VORLIEGENDER TEXT:
________
In Eulgem in Rheinland-Pfalz, etwa 400 km süd-westlich von Hildesheim, sorgt diese Entscheidung für großes Aufatmen: Es gibt eine Stammzellspenderin für Hermann. Der damals 65-jährige litt unter Leukämie und wartete auf seine zweite Lebenschance.
Währenddessen wird Nadine auf ihre Stammzellentnahme vorbereitet. Trotz Nadelangst sagt sie einer Spende aus dem peripheren Blut zu. Dabei werden die Stammzellen, ähnlich einer Blutwäsche, aus dem Blut gefiltert werden – ohne Narkose, dafür aber mit einer Nadel in jedem Arm.
________
DATENAUSZUG:
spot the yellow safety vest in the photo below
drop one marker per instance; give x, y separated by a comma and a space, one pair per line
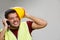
23, 33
________
AUFGABEN:
A: Nenne alle Ortsnamen, die im Text über die Stammzellspende vorkommen.
B: Greife den Text über die Stammzellspende an seinem Ende auf und führe ihn weiter.

LÖSUNGEN:
A: Eulgem, Rheinland-Pfalz, Hildesheim

B:
Für Nadine keine leichte Situation, aber sie will ein Leben retten. „Ich habe ja auch einige Piercings, daher dachte ich, kann ich auch hierfür die Spritzen und Nadeln besiegen.“ Fünf Tage vor der Spende muss sie sich ein Wachstumshormon spritzen, um die Stammzellproduktion anzuregen. Weil sie sich mit ihrer Nadelangst selbst damit schwertut, bekommt sie Unterstützung von ihrem Vater. Doch ein paar Spritzen muss sie sich wohl oder übel selbst geben. Als das überstanden ist, liegt Nadine am 24. Juni im Entnahmezentrum in Köln und spendet ihre Stammzellen. Einen Tag später bekommt Hermann endlich seine langersehnte Stammzellspende. Nadines Fazit lautet am Ende sogar: „Ich würde es auf jeden Fall nochmal machen“. Denn Nadeln, Blut und Spritzen sind schnell vergessen, wenn man das Leben betrachtet, das sie mit ihrer Spende gerettet hat.
„Ich wusste, dass ‚mein Patient‘ ein Mann ist und dass er aus Deutschland kommt. Und natürlich habe ich gehofft, dass bei ihm alles gut ist.“ Immer wieder denkt sie an ihren genetischen Zwilling, ohne ihn überhaupt zu kennen. „Ich dachte, wenn es der genetische Zwilling ist: Sieht der mir ähnlich? Aber nein…“, Nadine lacht, „sieht er nicht“.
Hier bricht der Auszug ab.